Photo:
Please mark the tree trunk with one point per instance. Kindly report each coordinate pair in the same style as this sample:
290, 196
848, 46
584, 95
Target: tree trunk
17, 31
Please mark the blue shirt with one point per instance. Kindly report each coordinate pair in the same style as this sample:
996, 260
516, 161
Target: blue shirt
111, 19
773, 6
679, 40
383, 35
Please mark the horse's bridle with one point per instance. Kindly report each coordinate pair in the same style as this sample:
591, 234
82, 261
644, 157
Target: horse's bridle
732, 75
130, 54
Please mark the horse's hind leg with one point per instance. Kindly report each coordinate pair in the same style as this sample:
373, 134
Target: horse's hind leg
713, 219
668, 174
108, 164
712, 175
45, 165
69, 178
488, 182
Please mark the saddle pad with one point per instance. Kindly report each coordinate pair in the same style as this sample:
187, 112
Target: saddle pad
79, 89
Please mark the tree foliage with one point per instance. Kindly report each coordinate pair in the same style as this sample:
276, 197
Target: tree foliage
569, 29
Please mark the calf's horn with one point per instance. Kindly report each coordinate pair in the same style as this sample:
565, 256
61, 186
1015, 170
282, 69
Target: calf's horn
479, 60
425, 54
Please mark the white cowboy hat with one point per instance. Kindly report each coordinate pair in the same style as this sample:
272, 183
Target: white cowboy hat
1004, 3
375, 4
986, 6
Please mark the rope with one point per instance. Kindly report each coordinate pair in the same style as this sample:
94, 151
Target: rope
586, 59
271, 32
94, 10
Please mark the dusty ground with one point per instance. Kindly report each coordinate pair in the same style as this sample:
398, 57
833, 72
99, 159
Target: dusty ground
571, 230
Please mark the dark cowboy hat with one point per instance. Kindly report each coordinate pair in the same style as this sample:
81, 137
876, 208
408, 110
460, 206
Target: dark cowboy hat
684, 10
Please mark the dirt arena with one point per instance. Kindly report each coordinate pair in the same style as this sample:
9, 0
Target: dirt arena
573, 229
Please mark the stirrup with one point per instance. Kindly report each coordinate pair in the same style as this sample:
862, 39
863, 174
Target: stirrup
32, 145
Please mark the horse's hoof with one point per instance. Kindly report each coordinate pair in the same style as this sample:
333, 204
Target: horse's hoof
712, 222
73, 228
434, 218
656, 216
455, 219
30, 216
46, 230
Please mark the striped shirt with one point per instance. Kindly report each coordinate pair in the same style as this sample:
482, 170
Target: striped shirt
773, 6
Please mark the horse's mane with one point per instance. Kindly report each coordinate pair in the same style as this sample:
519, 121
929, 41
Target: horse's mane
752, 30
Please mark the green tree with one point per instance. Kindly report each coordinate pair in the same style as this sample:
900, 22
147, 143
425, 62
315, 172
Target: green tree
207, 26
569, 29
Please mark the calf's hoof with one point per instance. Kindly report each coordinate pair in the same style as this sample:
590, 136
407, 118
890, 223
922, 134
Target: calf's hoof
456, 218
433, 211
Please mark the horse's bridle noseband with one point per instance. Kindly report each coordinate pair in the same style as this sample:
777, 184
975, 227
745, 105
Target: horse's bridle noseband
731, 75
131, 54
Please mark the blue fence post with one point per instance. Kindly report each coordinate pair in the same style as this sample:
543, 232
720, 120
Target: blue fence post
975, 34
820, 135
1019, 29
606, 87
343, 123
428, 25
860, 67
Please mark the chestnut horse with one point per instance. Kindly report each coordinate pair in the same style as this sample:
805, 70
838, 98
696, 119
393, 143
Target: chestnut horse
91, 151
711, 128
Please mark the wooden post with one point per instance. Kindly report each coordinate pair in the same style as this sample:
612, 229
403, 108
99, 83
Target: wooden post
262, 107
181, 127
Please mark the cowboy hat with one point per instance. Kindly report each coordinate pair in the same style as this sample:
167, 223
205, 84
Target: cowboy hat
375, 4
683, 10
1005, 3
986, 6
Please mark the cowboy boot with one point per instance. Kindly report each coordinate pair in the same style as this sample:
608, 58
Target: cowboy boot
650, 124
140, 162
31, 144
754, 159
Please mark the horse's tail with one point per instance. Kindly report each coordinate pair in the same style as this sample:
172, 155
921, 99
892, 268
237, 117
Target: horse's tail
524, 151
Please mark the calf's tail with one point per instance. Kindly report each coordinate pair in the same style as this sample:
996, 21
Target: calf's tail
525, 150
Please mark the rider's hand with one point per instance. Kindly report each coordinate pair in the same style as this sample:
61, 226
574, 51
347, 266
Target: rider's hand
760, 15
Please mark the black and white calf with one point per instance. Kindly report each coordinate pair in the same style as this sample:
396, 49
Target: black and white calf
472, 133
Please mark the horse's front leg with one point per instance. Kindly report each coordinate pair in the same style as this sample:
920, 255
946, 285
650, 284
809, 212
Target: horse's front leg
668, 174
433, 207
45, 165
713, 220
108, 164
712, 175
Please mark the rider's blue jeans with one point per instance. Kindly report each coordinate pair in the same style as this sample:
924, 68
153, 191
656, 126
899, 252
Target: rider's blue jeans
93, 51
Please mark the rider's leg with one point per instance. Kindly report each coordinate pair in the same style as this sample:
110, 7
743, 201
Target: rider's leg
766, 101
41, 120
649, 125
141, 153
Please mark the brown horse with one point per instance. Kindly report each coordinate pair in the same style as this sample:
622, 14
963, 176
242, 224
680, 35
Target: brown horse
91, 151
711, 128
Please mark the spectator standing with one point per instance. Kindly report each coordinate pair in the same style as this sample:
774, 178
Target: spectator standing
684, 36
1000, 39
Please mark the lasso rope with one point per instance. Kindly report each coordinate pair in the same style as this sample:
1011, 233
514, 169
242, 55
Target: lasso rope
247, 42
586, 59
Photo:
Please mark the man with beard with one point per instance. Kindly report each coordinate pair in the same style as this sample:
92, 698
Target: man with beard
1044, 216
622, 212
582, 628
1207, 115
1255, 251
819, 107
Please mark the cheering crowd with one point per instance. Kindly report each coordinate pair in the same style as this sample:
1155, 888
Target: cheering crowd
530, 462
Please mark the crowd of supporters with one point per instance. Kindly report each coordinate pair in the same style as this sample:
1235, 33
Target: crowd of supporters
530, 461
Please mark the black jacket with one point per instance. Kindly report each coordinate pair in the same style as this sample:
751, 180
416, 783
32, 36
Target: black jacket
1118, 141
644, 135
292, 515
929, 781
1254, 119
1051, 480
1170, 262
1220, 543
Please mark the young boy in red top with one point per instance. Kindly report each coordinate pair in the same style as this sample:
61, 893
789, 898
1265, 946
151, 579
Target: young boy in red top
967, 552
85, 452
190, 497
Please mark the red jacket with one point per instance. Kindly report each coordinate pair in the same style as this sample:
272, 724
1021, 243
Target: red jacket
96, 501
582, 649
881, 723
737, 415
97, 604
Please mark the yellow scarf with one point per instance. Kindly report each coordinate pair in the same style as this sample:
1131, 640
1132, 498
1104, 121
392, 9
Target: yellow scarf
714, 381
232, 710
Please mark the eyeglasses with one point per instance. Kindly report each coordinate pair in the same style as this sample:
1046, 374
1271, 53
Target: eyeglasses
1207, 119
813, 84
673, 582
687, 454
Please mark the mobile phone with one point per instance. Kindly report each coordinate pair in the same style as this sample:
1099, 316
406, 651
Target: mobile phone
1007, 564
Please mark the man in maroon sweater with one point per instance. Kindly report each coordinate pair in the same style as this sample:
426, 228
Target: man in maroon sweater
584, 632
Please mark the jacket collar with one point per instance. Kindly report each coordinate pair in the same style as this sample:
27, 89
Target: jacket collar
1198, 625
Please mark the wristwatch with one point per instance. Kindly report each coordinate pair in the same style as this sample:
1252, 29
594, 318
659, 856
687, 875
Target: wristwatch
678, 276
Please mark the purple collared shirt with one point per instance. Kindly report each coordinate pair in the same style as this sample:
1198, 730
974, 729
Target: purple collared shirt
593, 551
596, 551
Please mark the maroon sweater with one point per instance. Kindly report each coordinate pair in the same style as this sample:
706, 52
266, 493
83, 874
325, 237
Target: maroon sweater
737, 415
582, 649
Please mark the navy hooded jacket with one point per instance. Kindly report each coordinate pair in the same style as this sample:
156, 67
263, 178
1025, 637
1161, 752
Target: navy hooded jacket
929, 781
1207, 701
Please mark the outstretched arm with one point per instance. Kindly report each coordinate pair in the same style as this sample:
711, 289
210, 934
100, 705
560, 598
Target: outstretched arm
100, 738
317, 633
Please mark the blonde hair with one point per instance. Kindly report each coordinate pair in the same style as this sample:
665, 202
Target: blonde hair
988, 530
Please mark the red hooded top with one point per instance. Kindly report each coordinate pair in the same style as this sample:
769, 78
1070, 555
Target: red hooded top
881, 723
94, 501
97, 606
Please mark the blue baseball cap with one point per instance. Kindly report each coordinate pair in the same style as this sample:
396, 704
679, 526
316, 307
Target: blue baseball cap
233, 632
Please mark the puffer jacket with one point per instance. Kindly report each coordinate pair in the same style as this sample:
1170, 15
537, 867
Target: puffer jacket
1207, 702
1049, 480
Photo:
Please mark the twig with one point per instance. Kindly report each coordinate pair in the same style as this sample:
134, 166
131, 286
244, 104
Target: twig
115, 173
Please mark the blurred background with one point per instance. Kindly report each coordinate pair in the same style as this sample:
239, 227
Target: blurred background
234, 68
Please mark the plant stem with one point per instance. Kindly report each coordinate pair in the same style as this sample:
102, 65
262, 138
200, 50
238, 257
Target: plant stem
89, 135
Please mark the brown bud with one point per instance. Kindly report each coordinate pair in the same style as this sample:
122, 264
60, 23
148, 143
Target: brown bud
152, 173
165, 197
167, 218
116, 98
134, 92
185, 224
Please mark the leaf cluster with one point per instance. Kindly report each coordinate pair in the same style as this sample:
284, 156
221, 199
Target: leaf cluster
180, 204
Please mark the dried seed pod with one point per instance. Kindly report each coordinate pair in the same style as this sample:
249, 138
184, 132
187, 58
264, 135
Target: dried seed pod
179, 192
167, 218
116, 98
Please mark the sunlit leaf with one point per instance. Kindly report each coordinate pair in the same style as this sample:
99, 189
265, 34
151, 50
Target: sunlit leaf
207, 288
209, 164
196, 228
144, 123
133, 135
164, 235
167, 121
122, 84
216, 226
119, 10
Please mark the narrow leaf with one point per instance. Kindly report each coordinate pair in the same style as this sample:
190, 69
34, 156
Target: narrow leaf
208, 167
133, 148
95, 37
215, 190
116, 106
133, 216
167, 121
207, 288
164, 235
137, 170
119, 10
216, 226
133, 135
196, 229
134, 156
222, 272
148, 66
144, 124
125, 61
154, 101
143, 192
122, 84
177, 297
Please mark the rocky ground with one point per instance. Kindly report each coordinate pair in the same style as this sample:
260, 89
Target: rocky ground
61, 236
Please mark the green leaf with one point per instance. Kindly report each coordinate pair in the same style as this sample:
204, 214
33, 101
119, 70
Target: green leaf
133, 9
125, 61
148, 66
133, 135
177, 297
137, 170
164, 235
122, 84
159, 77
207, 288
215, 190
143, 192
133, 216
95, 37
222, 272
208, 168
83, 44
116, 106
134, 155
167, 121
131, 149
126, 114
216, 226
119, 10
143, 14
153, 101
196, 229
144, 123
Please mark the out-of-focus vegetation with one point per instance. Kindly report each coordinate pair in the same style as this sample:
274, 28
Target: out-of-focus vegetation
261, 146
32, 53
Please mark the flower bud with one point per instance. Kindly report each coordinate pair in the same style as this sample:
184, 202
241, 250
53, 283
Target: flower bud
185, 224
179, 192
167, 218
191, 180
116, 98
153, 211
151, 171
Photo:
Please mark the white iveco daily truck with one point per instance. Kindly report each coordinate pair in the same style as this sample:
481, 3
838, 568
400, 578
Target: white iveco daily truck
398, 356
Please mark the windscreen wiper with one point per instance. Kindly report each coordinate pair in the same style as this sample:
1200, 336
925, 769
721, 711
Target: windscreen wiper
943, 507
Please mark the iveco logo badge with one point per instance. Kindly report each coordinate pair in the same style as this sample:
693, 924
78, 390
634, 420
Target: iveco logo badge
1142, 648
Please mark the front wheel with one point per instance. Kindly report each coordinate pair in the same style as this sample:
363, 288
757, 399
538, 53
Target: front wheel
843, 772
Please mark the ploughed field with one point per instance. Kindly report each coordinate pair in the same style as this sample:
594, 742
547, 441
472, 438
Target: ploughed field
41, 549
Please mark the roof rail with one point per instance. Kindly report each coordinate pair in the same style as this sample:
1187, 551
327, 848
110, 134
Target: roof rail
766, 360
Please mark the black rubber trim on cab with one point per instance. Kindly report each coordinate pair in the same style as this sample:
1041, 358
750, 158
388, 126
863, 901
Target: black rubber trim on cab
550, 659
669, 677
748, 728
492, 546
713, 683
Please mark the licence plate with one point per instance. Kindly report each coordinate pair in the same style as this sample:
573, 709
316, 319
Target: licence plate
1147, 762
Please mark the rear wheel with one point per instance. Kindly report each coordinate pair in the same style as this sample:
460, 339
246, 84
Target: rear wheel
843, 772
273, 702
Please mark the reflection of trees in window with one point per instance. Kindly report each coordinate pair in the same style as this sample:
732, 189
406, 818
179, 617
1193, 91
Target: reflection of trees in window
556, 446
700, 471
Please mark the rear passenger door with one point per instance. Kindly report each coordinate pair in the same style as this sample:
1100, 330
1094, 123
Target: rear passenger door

DIRECTIONS FOR THIS TASK: From the line containing "Please mark the rear wheel" to the last line of the material, please quote every line exactly and only those.

EXERCISE SOLUTION:
Please mark the rear wheel with one point per instance. Kindly report each coordinate pair in the same style as this sample:
460, 339
246, 84
Target: rear wheel
843, 772
273, 702
Please mark the reflection of trees in window with one point per instance. Kindly report each coordinate pair in the same style as this sample:
732, 189
406, 818
179, 617
1193, 91
Target: reflection of trees in window
556, 446
700, 471
Please mark the rear passenger door with one point per instance. Kindly report each coordinate pair in the same style as this sample:
1100, 330
1094, 123
Target: rear passenger door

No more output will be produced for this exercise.